Como fica em inglês a frase "A premiada obra de Tozzi e Ramos encontra-se em um estado de triste e revoltante abandono e degradação", do texto sobre o edifício modernista em Santos?
___ TEXTO FORNECIDO
Para ilustrar nossa preocupação, gostaríamos de apresentar, primeiramente, algumas imagens da obra em anos anteriores.

Uma imagem especialmente emblemática que gostaríamos de destacar é a da cerimônia de oficialização da transferência do edifício para o Câmara Municipal de Santos, realizada no dia 4 de novembro de 2019. Esse evento teve grande relevância para o Legislativo santista, sendo importante notar que, naquela ocasião, a construção ainda se encontrava em um estado de conservação relativamente bom.

O ambiente festivo registrado na imagem era plenamente justificado, uma vez que a Câmara Municipal havia anunciado a realização de uma obra de restauro no importante edifício, com o objetivo de devolvê-lo à sociedade como um marco da arquitetura moderna na cidade de Santos, que possui um destacado e significativo patrimônio modernista brasileiro.
Contudo, o que constatamos durante a recente visita foi um misto de desprezo e desconsideração pelo patrimônio histórico e artístico da cidade. A premiada obra de Tozzi e Ramos encontra-se em um estado de triste e revoltante abandono e degradação.









Diante dessa grave situação de desrespeito ao patrimônio público, pelo qual diversas instâncias da prefeitura municipal de Santos deveriam zelar, o Núcleo DOCOMOMO São Paulo, em conformidade com sua missão, que é:
Salvaguardar importantes obras do Movimento Moderno, promover a troca de ideias sobre tecnologias de conservação, história e educação, resgatar o interesse pelos ideais e pela herança do movimento moderno, e suscitar a responsabilidade pela preservação dessa recente herança arquitetônica.
Solicita que sejam tomadas, com urgência, as devidas providências pelas autoridades municipais para enfrentar a gravidade dos fatos aqui relatados.
No caso da obra de Tozzi e Ramos, não se trata apenas de denunciar o abandono e a destruição de um patrimônio municipal. É imprescindível salientar a negligência em relação à gestão da coisa pública e o consequente aumento dos custos para a recuperação do bem, o que inevitavelmente onerará o erário e, portanto, impactando a sociedade como um todo.
______
___ DADOS DE ORIGEM
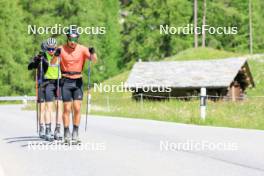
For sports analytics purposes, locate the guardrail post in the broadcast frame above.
[200,87,206,120]
[23,95,28,106]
______
● **EXERCÍCIO CONCLUÍDO**
Tozzi and Ramos's award-winning work is in a state of sad and outrageous abandonment and decay.